• PAGE EXCERPT
---*---

I am drawn again to the company of Jesus in the post-Resurrection days, this time to the fearful gathered ones in a locked room, then the next week to Thomas, who is full of doubts. I am touched by the fact that Jesus does not wait until they get themselves together, with right belief or with right feeling, but enters into the place where they find themselves and speaks and touches them right where they are. He brings peace, he shows his own woundedness, and they are glad.

I am uncovering that reality as I accompany my own company of beloved ones who suffer and/or wrestle–the Holy One appears in unlikely places for them; they report to me that there are moments of joy, moment of peace, moments of rest, even when the going is bleak and is rough. For one it was new information that brought promise; for another it was the laughter than was infectious that gathered everyone into a sacred moment. Another one was buoyed up by faithful friends who continue randomly to appear in tangible and intangible ways. The refrain of a well loved song or a just remembered line of an old poem can evoke Holy Presence; the new blooms of spring or the endless and constant ocean sing out the praises of the Creating One, and there is peace or respite for a moment.

---*---

• INPUT DATA

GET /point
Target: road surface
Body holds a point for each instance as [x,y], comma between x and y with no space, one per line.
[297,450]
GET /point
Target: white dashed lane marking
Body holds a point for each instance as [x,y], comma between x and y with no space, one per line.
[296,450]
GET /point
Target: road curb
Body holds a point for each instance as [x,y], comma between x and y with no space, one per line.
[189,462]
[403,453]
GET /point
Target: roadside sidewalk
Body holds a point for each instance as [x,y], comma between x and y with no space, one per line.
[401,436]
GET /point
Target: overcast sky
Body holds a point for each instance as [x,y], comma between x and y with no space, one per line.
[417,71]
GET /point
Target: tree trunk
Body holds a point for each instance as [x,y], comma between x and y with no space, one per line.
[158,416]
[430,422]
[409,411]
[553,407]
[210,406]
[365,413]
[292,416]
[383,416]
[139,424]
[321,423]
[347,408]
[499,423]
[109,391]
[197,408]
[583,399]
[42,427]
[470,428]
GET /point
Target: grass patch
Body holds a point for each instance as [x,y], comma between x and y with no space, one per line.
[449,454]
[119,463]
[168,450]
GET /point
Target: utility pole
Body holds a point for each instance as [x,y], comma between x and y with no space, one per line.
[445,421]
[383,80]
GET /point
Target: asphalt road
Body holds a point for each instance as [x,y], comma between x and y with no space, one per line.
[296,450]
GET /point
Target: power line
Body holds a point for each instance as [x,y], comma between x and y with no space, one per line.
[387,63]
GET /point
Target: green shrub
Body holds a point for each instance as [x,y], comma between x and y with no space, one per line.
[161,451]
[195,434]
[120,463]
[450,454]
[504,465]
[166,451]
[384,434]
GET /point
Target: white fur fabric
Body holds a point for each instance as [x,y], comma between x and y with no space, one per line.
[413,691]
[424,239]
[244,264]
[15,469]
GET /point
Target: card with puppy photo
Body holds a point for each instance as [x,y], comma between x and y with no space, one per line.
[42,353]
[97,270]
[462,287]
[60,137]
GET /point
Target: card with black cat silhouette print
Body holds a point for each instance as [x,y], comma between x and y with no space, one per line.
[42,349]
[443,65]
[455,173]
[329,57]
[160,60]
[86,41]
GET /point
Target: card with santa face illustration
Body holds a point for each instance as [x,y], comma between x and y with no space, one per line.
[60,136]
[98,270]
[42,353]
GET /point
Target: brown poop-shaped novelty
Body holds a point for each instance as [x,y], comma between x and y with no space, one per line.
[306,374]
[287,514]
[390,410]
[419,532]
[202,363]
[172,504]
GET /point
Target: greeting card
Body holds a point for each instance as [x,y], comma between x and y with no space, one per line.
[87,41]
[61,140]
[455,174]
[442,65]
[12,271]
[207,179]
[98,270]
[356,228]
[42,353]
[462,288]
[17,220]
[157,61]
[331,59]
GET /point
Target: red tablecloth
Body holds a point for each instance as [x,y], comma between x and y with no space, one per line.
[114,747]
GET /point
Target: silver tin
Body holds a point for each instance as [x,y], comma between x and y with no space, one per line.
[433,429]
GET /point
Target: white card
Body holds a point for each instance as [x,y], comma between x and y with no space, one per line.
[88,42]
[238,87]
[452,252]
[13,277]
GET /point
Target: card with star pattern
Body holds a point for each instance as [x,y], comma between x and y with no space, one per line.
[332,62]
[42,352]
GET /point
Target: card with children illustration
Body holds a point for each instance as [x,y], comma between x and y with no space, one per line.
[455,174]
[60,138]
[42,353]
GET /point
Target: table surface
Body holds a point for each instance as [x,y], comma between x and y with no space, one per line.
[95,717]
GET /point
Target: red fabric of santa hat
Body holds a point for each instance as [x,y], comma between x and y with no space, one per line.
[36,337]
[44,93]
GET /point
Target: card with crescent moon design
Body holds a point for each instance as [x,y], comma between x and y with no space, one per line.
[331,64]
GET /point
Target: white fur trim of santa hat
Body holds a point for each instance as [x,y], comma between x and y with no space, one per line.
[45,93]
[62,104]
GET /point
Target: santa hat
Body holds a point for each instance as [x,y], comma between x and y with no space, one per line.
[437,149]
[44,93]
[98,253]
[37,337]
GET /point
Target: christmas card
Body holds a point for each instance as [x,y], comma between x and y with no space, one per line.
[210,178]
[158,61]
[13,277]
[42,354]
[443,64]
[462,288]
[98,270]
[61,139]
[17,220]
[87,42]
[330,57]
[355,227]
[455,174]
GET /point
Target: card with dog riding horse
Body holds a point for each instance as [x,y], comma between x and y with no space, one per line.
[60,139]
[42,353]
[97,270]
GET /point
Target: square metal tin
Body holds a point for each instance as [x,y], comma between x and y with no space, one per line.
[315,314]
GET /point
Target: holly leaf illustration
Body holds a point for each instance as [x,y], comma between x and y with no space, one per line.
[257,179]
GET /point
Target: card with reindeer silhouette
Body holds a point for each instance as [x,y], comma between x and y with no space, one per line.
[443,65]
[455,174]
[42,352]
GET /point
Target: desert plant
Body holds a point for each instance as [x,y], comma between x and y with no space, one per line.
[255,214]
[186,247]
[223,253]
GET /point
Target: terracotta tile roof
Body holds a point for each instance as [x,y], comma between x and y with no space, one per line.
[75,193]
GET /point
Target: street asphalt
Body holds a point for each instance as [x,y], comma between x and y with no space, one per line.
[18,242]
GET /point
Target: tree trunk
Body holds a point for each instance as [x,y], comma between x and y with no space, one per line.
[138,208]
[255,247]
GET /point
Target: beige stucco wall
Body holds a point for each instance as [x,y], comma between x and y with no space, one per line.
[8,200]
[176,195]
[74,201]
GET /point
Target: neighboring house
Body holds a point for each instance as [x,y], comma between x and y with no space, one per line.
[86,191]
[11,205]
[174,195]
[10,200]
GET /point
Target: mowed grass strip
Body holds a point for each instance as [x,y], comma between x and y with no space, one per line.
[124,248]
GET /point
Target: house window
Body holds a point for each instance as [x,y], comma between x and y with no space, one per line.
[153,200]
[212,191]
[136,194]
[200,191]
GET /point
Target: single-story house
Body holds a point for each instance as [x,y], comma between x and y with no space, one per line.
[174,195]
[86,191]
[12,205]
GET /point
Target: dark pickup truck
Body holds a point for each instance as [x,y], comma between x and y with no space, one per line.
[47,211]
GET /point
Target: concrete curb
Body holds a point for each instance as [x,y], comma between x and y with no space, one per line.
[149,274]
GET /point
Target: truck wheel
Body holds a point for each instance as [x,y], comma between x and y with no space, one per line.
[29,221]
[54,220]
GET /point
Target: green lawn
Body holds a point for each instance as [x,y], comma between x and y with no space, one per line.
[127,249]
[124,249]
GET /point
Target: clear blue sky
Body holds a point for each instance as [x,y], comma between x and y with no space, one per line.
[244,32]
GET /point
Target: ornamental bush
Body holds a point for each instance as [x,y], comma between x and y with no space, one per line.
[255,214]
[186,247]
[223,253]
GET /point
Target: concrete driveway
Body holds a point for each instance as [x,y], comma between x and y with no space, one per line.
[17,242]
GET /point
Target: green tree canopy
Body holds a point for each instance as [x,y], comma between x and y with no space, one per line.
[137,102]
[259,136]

---*---

• EXERCISE SET
a) Decide whether each statement (i), (ii) and (iii) agrees with the reflection on Jesus after the Resurrection, answering yes or no and quoting the words of the reflection that settle it. (i) Jesus waits until the gathered ones have right belief before coming to them. (ii) Thomas is described as full of doubts. (iii) For one of the writer's beloved ones, new information brought promise.
b) Write out the reflection on Jesus after the Resurrection word for word from "I am uncovering" to "for a moment.".
c) Continue the reflection on Jesus after the Resurrection, picking up after its final sentence.
The records were taken from a separate source.

• ANSWERS FOR THIS EXERCISE
a)
(i) No: "Jesus does not wait until they get themselves together, with right belief or with right feeling"
(ii) Yes: "Thomas, who is full of doubts"
(iii) Yes: "For one it was new information that brought promise"

b)
I am uncovering that reality as I accompany my own company of beloved ones who suffer and/or wrestle–the Holy One appears in unlikely places for them; they report to me that there are moments of joy, moment of peace, moments of rest, even when the going is bleak and is rough. For one it was new information that brought promise; for another it was the laughter than was infectious that gathered everyone into a sacred moment. Another one was buoyed up by faithful friends who continue randomly to appear in tangible and intangible ways. The refrain of a well loved song or a just remembered line of an old poem can evoke Holy Presence; the new blooms of spring or the endless and constant ocean sing out the praises of the Creating One, and there is peace or respite for a moment.

c)
The invitation in these stories for me is first to be like the disciples–honest about my own fears, my own doubts, my own struggles, and to let go of my need to “do it right,” whether it be grieving, aching or fighting. The transparency of these wounded ones allowed them to be receptive to the Risen Christ when he came to them; some well mannered defenses may have deprived them of that miraculous break-in of Light in their darkness.

But also I learn from Jesus that intimacy with the Holy and others can happen when I am not afraid to show my wounds and scars, even to allow them to be touched. I can hold them in such a way that they can give me and entree of Grace into the places and ways that others need a sign that there is hope and resurrection after great darkness. I am challenged and encouraged by that stance. I need courage and trust to live that way.

It helps me to know that the disciples had to live into the reality of the Resurrection, even through pain, even as i do. And the Holy One does and will appear.